Passage shown:
*** Begin section ***
The Australian Competition and Consumer Commission (ACCC) Deputy Chair, Catriona Lowe, reported that in 2023, losses to scams conducted via social media reached a staggering $95 million, marking an almost 250 per cent increase from 2020.
‘A significant portion of those losses are happening via contact on WhatsApp, Facebook, and Instagram, as well as online dating sites,’ she reiterated, emphasising the need for scam detection and removal tools from the companies.
Despite the grim statistics, Lowe noted a decline in scam losses from 2022 to 2023, as reported to the Scamwatch service.
However, while ANZ's internal data reflected a positive trend—a 43 per cent decrease in customer losses from the first quarter of the 2023 financial year compared to the same period in the previous year—Johnson reminded everyone not to be complacent.
‘It’s a constant arms race, and we see scammers pivot really quickly,’ he said, pointing out the appearance of investment schemes where individuals are prompted to establish a self-managed superannuation fund, and allocate their funds into fraudulent cryptocurrency, foreign exchange, or shares.
‘What’s alarming about this is we’ve seen scammers prepared to be extremely patient, taking weeks, if not months, to gain the trust of victims, before we start seeing transactional activity take place.’
Johnson highlighted that this occurrence is particularly prevalent in romance scams intertwined with investment schemes, which have witnessed an upward trend.
‘Scammers will show off their lavish lifestyle and when the victim asks questions, that’s when the conversation turns to investment,’ he explained.
Johnson also emphasised that the prolonged durations of social engineering and psychological manipulation of victims posed significant challenges for the bank's intervention efforts.
Additionally, he praised the enhancement of obstacles in payments in mitigating losses from scams, and suggested that introducing more roadblocks would be beneficial, particularly with the surge in digital payments.
‘Between October last year and February this year, the amount of scam-related payments that we’ve stopped on cards was worth $19.9 million, which is almost a 500 per cent increase on the same period the previous year,’ he declared.
*** End section ***
Text-to-region grounding data:
*** Begin section ***
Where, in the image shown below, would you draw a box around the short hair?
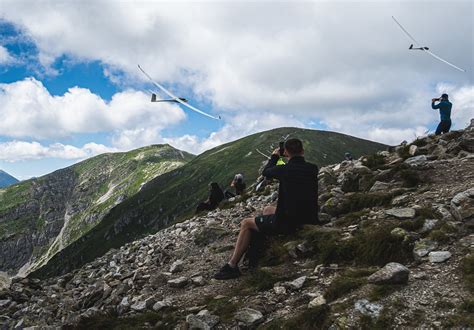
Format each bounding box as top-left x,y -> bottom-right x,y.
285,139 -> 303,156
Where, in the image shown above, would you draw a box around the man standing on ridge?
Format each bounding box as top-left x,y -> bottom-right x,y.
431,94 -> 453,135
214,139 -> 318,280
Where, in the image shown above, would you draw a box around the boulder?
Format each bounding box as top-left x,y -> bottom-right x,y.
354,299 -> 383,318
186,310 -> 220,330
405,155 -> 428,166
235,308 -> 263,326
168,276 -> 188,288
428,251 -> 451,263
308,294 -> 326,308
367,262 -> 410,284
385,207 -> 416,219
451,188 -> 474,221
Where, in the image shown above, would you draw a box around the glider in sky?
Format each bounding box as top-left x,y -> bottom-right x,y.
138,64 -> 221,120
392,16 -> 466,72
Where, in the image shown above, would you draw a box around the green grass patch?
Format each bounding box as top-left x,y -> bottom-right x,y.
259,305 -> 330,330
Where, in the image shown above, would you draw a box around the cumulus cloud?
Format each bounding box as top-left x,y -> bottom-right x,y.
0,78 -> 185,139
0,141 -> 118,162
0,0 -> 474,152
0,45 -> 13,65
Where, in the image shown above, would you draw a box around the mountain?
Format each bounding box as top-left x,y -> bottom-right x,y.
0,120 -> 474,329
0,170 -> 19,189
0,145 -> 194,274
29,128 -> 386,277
*** End section ***
*** Begin section ***
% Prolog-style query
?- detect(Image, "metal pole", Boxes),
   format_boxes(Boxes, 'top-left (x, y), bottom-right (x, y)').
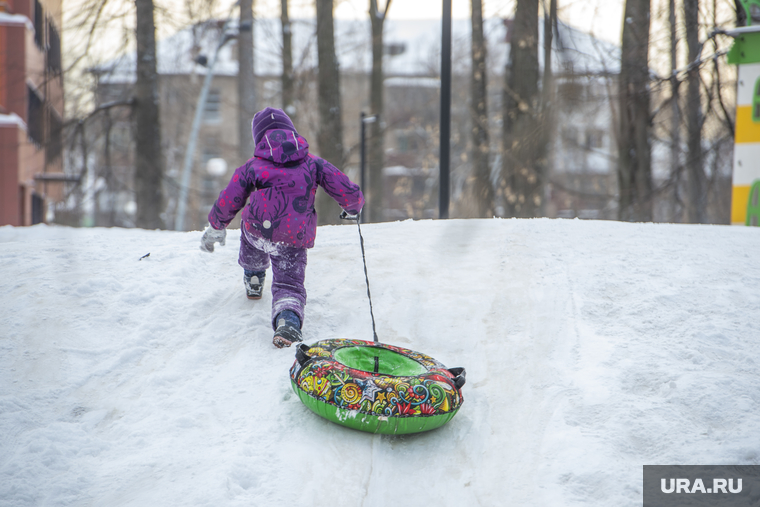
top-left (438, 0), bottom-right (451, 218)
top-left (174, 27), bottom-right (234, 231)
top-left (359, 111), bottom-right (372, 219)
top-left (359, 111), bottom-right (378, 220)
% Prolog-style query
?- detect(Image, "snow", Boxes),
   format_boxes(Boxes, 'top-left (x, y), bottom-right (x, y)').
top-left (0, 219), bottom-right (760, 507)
*** End section ***
Problem set:
a - Edit the passage on scam losses from "The Australian Competition" through "from the companies.", replacing "losses" with "financial losses".
b - Continue the passage on scam losses and bank countermeasures from the point where it stops.

Responses to the tasks:
a -
The Australian Competition and Consumer Commission (ACCC) Deputy Chair, Catriona Lowe, reported that in 2023, financial losses to scams conducted via social media reached a staggering $95 million, marking an almost 250 per cent increase from 2020.
‘A significant portion of those financial losses are happening via contact on WhatsApp, Facebook, and Instagram, as well as online dating sites,’ she reiterated, emphasising the need for scam detection and removal tools from the companies.

b -
‘It absolutely works, but to introduce more friction, we need to ensure the service is there to back it up, and give customers the ability to reach us in a timely fashion.’
Lowe expressed her endorsement for a compulsory enforceable code, a commitment the government has pledged to implement, concerning scams.
This code aims to establish minimum standards across the economy, mandating compliance for all businesses.
‘That’s going to be a really important part of shoring up our defences,’ she asserted.
‘Scammers will find a weak link in the system and exploit that weak link.’
As financial institutions grapple with the challenges posed by increasingly patient scammers, the urgency for collaboration between the banking sector and social media giants becomes ever more apparent.
This is more particularly in safeguarding vulnerable demographics such as seniors from falling victim to online fraud schemes.
Key Takeaways
- Bank experts warned that scammers are becoming more patient with schemes like romance and investment scams, often facilitated by social media platforms.
- Despite a decline in scam losses, banks emphasised that social media giants need to take greater responsibility in preventing scams that often begin on their platforms.
- ANZ and Westpac have reported an increase in scam prevention measures, but highlighted the challenges of combating psychological manipulation that occurs outside of the banking environment.
- There is a push for a mandatory enforceable code to create minimum standards across all businesses to better defend against scammers exploiting system weaknesses.